▶ **AIM OF THE EXERCISE**
In the entries below, the lines from the one with "Target: group of trees" through the one with "Target: vintage postcard" are to be copied exactly; both ends count.

▶ **INFORMATION**

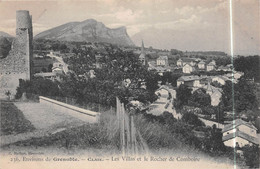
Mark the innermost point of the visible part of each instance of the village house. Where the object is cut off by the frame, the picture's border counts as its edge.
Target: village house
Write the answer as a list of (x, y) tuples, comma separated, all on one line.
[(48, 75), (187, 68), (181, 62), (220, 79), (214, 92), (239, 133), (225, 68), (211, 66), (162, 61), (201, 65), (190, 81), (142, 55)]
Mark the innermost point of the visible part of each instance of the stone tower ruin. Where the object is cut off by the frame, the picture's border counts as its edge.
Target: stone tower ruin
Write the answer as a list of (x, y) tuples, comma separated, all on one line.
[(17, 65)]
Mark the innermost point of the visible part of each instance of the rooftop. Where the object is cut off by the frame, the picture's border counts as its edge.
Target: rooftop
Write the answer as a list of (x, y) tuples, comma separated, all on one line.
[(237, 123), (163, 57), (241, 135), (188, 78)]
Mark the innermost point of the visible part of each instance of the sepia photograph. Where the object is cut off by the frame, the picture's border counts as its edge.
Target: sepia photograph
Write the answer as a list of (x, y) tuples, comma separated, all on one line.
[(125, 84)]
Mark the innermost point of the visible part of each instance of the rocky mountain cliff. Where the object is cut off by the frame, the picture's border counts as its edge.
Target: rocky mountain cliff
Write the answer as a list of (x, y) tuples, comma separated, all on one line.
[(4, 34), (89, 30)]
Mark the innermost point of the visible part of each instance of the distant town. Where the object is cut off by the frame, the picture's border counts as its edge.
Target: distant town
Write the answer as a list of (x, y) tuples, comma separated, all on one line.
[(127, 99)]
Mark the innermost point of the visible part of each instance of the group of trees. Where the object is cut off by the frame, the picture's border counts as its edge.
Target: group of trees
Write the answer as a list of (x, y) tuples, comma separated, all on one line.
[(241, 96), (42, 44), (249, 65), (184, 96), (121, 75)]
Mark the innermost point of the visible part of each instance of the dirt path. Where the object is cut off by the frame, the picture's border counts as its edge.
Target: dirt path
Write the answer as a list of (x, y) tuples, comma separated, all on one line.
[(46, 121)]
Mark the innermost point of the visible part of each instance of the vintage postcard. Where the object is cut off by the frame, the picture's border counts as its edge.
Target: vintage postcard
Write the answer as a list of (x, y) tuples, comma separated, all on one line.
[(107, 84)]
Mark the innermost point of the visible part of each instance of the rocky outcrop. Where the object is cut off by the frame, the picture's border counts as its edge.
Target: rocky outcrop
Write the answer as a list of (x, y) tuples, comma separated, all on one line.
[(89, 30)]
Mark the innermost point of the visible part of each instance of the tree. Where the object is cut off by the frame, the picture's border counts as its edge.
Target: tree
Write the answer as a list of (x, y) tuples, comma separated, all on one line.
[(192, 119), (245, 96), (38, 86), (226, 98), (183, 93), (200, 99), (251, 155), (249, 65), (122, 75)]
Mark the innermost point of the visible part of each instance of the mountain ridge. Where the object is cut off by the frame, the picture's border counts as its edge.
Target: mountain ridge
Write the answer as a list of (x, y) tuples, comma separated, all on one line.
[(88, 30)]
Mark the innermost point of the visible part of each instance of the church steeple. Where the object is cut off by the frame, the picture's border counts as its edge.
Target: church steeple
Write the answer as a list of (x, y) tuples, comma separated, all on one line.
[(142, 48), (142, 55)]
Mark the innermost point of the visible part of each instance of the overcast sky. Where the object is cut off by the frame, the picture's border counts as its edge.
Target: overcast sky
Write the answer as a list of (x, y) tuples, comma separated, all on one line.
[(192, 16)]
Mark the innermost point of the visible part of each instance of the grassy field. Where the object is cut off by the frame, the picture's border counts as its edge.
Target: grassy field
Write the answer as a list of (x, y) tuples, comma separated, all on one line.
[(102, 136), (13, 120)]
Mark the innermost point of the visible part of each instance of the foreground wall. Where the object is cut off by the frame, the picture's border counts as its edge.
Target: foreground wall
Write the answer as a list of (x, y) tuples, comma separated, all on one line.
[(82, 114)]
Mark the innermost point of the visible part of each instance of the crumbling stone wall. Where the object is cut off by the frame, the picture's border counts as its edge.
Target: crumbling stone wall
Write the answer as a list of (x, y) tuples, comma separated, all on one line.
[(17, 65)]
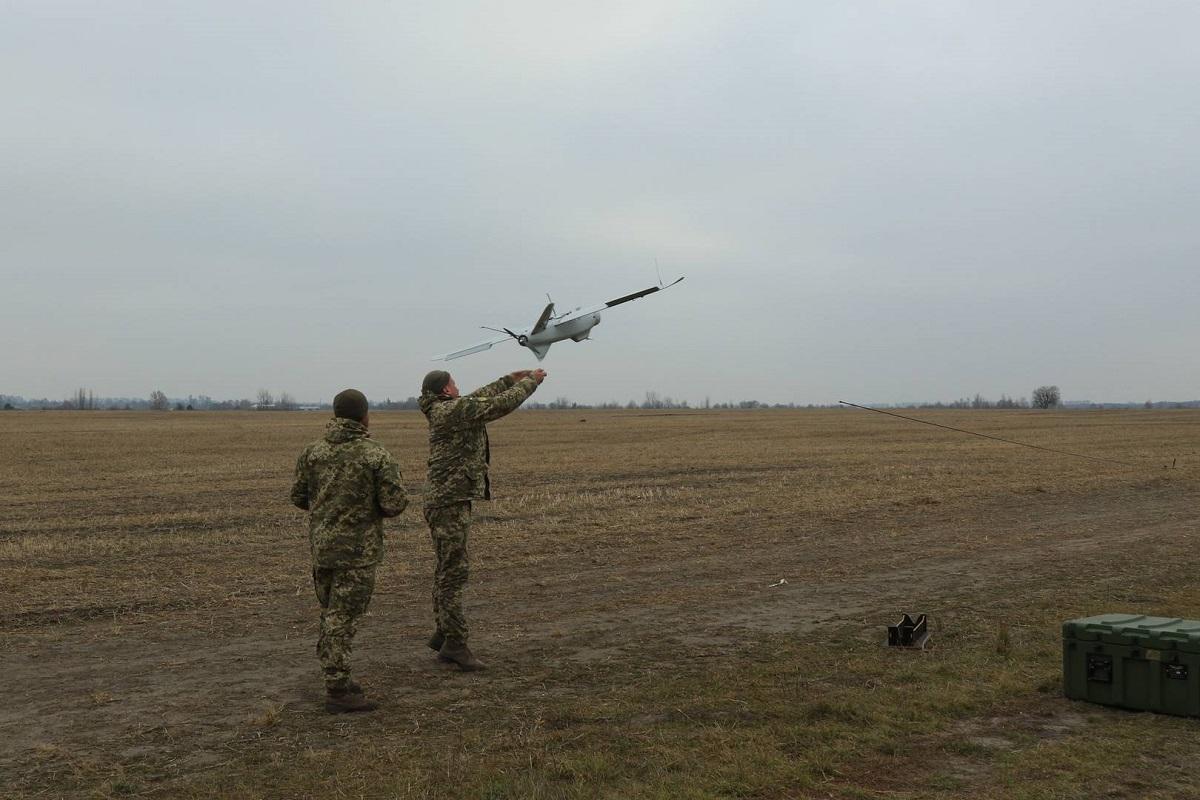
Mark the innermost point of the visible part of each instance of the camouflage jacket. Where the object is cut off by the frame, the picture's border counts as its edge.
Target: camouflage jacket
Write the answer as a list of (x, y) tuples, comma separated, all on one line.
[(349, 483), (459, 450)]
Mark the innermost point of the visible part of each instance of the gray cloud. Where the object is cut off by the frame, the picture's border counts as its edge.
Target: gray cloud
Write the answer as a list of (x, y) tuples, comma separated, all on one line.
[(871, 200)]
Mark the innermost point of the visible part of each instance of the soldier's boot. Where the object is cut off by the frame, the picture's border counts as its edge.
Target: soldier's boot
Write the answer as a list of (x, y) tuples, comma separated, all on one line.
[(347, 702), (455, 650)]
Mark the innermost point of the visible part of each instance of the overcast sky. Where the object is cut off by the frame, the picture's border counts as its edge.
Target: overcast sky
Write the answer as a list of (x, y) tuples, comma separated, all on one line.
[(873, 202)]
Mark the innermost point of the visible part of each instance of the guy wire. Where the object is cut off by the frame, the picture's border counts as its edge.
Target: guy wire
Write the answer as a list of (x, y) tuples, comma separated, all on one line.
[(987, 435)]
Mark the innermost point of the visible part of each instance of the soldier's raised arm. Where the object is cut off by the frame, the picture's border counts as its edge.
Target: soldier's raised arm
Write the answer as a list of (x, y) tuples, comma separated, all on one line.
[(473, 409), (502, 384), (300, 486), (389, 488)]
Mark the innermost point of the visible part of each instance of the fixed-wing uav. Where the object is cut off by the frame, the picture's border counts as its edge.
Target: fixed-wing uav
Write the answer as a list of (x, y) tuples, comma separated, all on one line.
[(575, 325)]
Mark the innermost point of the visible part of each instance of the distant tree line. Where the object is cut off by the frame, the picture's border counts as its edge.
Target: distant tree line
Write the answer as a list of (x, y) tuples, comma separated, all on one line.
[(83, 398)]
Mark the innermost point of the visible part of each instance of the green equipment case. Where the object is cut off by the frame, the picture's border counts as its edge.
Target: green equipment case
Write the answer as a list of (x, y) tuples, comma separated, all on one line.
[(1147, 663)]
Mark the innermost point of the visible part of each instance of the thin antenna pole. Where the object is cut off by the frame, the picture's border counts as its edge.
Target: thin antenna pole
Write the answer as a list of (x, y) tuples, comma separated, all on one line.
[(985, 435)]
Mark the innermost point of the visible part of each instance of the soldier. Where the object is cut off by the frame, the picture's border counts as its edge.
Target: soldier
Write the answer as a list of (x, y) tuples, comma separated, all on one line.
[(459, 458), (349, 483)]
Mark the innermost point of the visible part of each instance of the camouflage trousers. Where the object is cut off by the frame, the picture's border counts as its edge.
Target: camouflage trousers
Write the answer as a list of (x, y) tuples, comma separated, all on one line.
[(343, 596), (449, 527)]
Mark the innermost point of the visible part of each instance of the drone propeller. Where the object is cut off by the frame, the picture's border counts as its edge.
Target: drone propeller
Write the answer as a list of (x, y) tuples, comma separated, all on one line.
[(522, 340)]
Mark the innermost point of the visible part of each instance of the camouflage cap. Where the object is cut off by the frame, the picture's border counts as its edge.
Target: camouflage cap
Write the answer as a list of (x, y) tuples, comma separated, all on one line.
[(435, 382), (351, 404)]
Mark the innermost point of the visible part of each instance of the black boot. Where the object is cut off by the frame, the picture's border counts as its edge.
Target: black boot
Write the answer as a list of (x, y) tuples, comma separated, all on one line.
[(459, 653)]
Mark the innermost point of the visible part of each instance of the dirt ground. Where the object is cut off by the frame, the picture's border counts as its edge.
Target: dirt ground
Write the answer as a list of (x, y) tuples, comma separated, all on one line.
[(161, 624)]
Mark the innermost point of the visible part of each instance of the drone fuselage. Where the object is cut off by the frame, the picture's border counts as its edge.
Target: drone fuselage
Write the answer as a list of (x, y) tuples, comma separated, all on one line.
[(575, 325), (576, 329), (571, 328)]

▶ **WRITTEN SOLUTION**
Target: group of trees
Write the answer as a list of (x, y) tuples, comma separated, all on one line.
[(241, 96), (42, 44), (249, 65), (184, 96), (121, 75)]
Mark the innermost point of the visible part of each instance of the dirt path. Where the object is cut off by the frame, the picture's border counts as its edge.
Target: dirt path
Write the answer as a list of (x, y) tuples, comma separated, all on one line.
[(46, 121)]
Mark the innermost point of the visible part of each instance of the vintage postcard. Where the object is cut off by the frame, the picture's border counts as its edge.
Target: vintage postcard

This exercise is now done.